:: QUELLE

Leitsatz (amtlich)
Ein Gebäude, das nicht für die besonderen Zwecke eines Betriebsunternehmens hergerichtet ist, kann grundsätzlich nicht als wesentliche Betriebsgrundlage im Sinne der Rechtsprechung zur Betriebsaufspaltung angesehen werden. Das gleiche gilt für Lizenzen, die ein nichtpatentfähiges Verfahren betreffen, das auch von anderen Unternehmen ohne besondere Erlaubnis angewendet wird.
Orientierungssatz
1. Ausführungen zu den Begriffen "sachliche Verflechtung" und "wesentliche Betriebsgrundlage", insbesondere bei Grundstücken (vgl. BFH-Rechtsprechung).
2. Es kann dahingestellt bleiben, ob eine sog. Nichtanwendungsanweisung eines BFH-Urteils an die Finanzbehörden ein Grund ist, den BMF gemäß § 122 Abs. 2 Satz 3 FGO zum Beitritt aufzufordern, wenn von einer solchen Aufforderung schon deshalb abzusehen ist, weil der Vertreter des FA in der mündlichen Verhandlung erklärt hat, eine Beteiligung des BMF sei in Erwägung gezogen, aber nach Mitteilung eines Vertreters des Landesfinanzministers vom BMF nicht weiterverfolgt worden.
Normenkette
EStG § 15 Abs. 1 Nr. 1; FGO § 120 Abs. 2 S. 3
Tatbestand
Der Kläger und Revisionskläger (Kläger) ist Gesellschafter- Geschäftsführer der U-GmbH. Seine Beteiligung beträgt 95 v.H. Er hat der GmbH ein bebautes Grundstück und eine Lizenz entgeltlich zur Nutzung überlassen. Bei dem Gebäude handelt es sich um ein ehemaliges Schulgebäude, das für die Zwecke der GmbH nicht besonders hergerichtet worden ist. Der Kläger behandelte die Nutzungsentgelte als Einkünfte aus Vermietung und Verpachtung. Der Beklagte und Revisionsbeklagte (das Finanzamt --FA--) nahm nach einer Betriebsprüfung Betriebsaufspaltung an. Er behandelte demzufolge die Nutzungsentgelte als Einnahmen aus Gewerbebetrieb und erließ für die Jahre 1972 bis 1974 (Streitjahre) entsprechende Gewinnfeststellungsbescheide.

::::
:: DATENAUSZÜGE

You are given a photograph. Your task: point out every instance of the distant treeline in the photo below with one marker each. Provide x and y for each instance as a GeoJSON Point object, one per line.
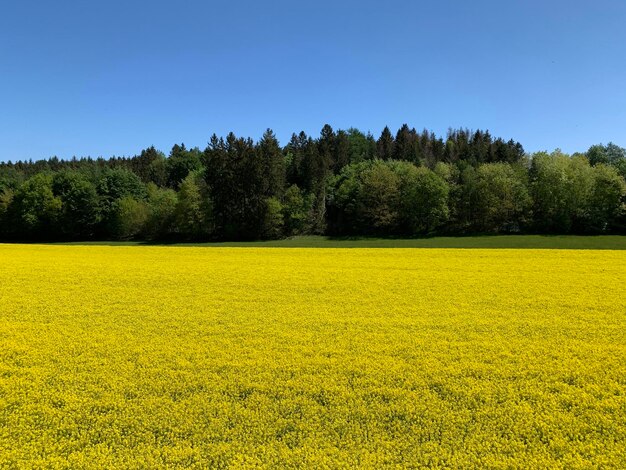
{"type": "Point", "coordinates": [342, 183]}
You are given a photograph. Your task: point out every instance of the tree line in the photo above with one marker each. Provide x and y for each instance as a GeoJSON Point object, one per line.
{"type": "Point", "coordinates": [342, 183]}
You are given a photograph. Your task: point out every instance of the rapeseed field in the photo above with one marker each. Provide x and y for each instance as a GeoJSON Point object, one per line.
{"type": "Point", "coordinates": [163, 357]}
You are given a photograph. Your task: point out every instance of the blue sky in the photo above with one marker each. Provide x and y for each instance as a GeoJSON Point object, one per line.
{"type": "Point", "coordinates": [110, 78]}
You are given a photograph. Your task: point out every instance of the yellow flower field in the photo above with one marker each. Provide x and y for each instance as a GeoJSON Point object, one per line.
{"type": "Point", "coordinates": [149, 357]}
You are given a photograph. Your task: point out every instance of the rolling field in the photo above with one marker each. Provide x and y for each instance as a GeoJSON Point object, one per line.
{"type": "Point", "coordinates": [155, 357]}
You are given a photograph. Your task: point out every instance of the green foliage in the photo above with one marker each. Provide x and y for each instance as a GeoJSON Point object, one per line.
{"type": "Point", "coordinates": [274, 221]}
{"type": "Point", "coordinates": [162, 203]}
{"type": "Point", "coordinates": [388, 197]}
{"type": "Point", "coordinates": [561, 187]}
{"type": "Point", "coordinates": [606, 204]}
{"type": "Point", "coordinates": [424, 200]}
{"type": "Point", "coordinates": [35, 209]}
{"type": "Point", "coordinates": [181, 163]}
{"type": "Point", "coordinates": [502, 198]}
{"type": "Point", "coordinates": [192, 213]}
{"type": "Point", "coordinates": [406, 183]}
{"type": "Point", "coordinates": [296, 207]}
{"type": "Point", "coordinates": [80, 212]}
{"type": "Point", "coordinates": [128, 218]}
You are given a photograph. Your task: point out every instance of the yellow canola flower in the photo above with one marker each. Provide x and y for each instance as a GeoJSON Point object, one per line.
{"type": "Point", "coordinates": [165, 357]}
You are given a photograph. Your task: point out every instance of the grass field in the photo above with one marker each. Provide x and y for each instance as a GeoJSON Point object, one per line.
{"type": "Point", "coordinates": [556, 242]}
{"type": "Point", "coordinates": [154, 357]}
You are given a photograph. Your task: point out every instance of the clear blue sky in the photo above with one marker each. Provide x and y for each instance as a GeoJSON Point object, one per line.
{"type": "Point", "coordinates": [112, 77]}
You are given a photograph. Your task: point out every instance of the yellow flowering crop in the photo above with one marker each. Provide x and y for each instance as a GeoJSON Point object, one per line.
{"type": "Point", "coordinates": [153, 357]}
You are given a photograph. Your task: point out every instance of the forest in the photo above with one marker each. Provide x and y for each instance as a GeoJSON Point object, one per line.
{"type": "Point", "coordinates": [342, 183]}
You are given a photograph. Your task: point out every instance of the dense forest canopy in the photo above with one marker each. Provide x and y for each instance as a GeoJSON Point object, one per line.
{"type": "Point", "coordinates": [343, 183]}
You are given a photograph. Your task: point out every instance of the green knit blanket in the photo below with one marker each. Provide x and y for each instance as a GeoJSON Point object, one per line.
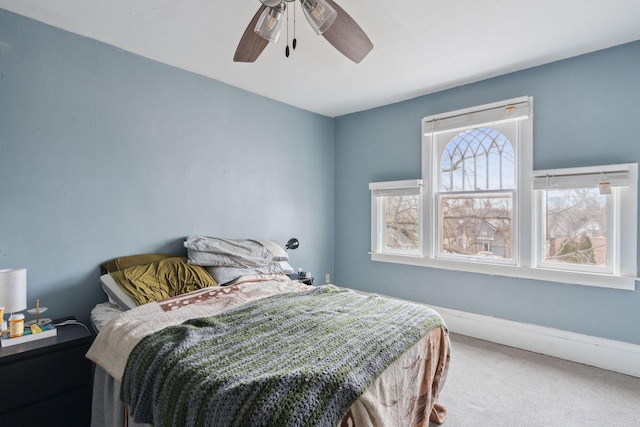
{"type": "Point", "coordinates": [295, 359]}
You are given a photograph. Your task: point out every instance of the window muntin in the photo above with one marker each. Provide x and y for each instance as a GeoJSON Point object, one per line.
{"type": "Point", "coordinates": [476, 193]}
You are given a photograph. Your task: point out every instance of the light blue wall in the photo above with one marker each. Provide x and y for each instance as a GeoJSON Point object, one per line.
{"type": "Point", "coordinates": [586, 112]}
{"type": "Point", "coordinates": [104, 153]}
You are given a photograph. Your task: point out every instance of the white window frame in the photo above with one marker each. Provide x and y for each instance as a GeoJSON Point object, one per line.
{"type": "Point", "coordinates": [525, 264]}
{"type": "Point", "coordinates": [380, 190]}
{"type": "Point", "coordinates": [621, 212]}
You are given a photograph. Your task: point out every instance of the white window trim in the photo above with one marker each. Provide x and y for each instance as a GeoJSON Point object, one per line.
{"type": "Point", "coordinates": [523, 212]}
{"type": "Point", "coordinates": [377, 213]}
{"type": "Point", "coordinates": [623, 179]}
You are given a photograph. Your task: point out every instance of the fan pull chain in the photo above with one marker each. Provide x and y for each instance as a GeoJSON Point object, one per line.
{"type": "Point", "coordinates": [286, 49]}
{"type": "Point", "coordinates": [295, 41]}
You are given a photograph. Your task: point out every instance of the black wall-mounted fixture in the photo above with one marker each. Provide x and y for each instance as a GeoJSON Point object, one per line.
{"type": "Point", "coordinates": [293, 243]}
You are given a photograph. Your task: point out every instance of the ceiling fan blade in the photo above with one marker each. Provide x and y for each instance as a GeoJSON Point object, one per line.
{"type": "Point", "coordinates": [347, 36]}
{"type": "Point", "coordinates": [251, 44]}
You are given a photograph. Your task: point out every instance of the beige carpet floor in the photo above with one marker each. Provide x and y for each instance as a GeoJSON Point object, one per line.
{"type": "Point", "coordinates": [491, 385]}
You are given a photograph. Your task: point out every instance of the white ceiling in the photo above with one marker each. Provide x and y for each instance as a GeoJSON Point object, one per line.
{"type": "Point", "coordinates": [420, 46]}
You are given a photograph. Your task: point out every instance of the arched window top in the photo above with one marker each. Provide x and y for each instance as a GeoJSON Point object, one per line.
{"type": "Point", "coordinates": [477, 159]}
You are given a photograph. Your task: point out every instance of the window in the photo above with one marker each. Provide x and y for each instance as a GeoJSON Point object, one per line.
{"type": "Point", "coordinates": [396, 216]}
{"type": "Point", "coordinates": [586, 219]}
{"type": "Point", "coordinates": [476, 188]}
{"type": "Point", "coordinates": [478, 161]}
{"type": "Point", "coordinates": [483, 208]}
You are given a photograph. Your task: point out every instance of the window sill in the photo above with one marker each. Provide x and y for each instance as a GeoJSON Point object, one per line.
{"type": "Point", "coordinates": [569, 277]}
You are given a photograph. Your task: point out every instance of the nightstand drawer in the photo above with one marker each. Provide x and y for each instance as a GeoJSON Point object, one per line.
{"type": "Point", "coordinates": [47, 382]}
{"type": "Point", "coordinates": [30, 381]}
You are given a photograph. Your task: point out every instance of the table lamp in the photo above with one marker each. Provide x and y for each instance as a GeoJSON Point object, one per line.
{"type": "Point", "coordinates": [13, 291]}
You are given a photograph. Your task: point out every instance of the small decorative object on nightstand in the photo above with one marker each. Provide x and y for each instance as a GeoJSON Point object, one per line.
{"type": "Point", "coordinates": [303, 276]}
{"type": "Point", "coordinates": [48, 382]}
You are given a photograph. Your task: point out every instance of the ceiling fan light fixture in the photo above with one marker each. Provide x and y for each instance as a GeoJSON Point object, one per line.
{"type": "Point", "coordinates": [319, 14]}
{"type": "Point", "coordinates": [269, 25]}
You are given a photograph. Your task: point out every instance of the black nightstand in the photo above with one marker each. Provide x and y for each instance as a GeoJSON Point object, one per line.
{"type": "Point", "coordinates": [305, 280]}
{"type": "Point", "coordinates": [47, 382]}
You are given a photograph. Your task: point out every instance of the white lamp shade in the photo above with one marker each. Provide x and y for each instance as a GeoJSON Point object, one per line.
{"type": "Point", "coordinates": [13, 289]}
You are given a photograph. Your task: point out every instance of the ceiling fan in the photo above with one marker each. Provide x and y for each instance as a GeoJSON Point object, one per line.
{"type": "Point", "coordinates": [324, 16]}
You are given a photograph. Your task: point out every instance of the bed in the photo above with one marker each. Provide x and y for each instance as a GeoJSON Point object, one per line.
{"type": "Point", "coordinates": [224, 337]}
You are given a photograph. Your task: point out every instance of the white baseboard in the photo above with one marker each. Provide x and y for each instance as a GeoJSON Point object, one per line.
{"type": "Point", "coordinates": [602, 353]}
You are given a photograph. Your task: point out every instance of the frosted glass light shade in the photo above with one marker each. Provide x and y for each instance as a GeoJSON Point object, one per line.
{"type": "Point", "coordinates": [319, 14]}
{"type": "Point", "coordinates": [269, 24]}
{"type": "Point", "coordinates": [13, 289]}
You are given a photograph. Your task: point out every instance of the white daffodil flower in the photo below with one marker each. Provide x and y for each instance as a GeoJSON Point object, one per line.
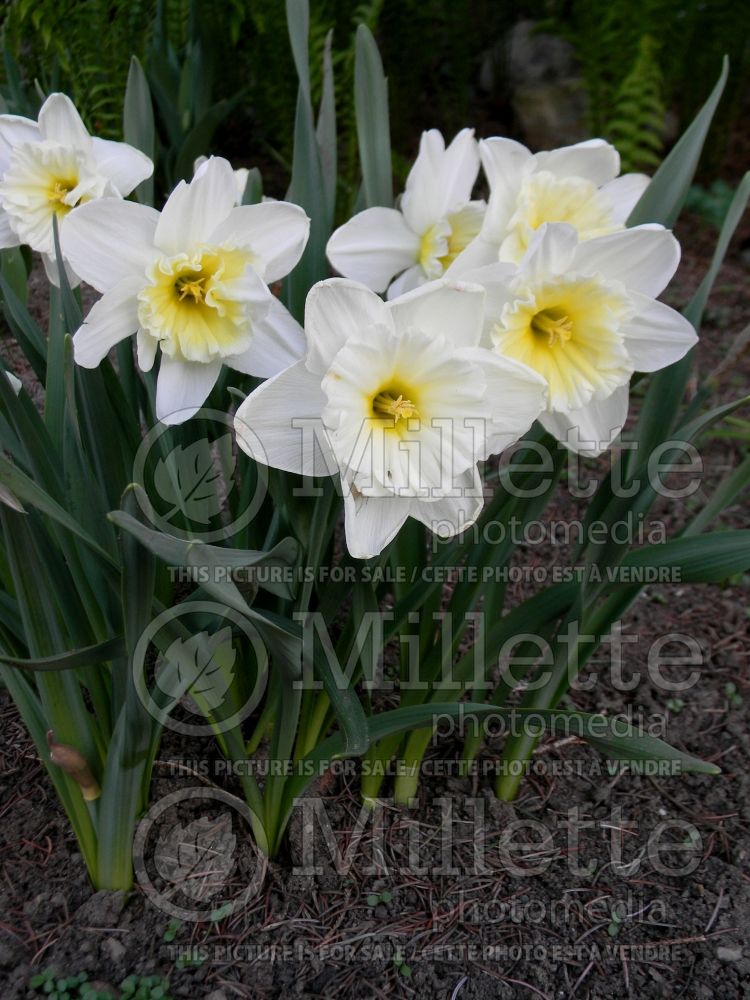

::::

## AUFGABEN
1. Fassen Sie den Absatz der Quelle, der mit „Der Kläger und Revisionskläger (Kläger)“ beginnt, als knappe Aufzählung zusammen und behalten Sie die wesentlichen Fakten bei.
2. Um was für ein Gebäude handelt es sich laut der Quelle bei dem Grundstück, das der Kläger der GmbH überlassen hat?

## LÖSUNGEN
1.
- Der Kläger ist Gesellschafter-Geschäftsführer der U-GmbH und zu 95 v.H. an ihr beteiligt.
- Er überließ der GmbH gegen Entgelt ein bebautes Grundstück und eine Lizenz zur Nutzung.
- Das Gebäude ist ein ehemaliges Schulgebäude, das nicht besonders für die Zwecke der GmbH hergerichtet wurde.
- Der Kläger behandelte die Nutzungsentgelte als Einkünfte aus Vermietung und Verpachtung.
- Das Finanzamt nahm nach einer Betriebsprüfung eine Betriebsaufspaltung an.
- Es wertete die Entgelte daher als Einnahmen aus Gewerbebetrieb und erließ für die Streitjahre 1972 bis 1974 entsprechende Gewinnfeststellungsbescheide.

2. Um ein ehemaliges Schulgebäude.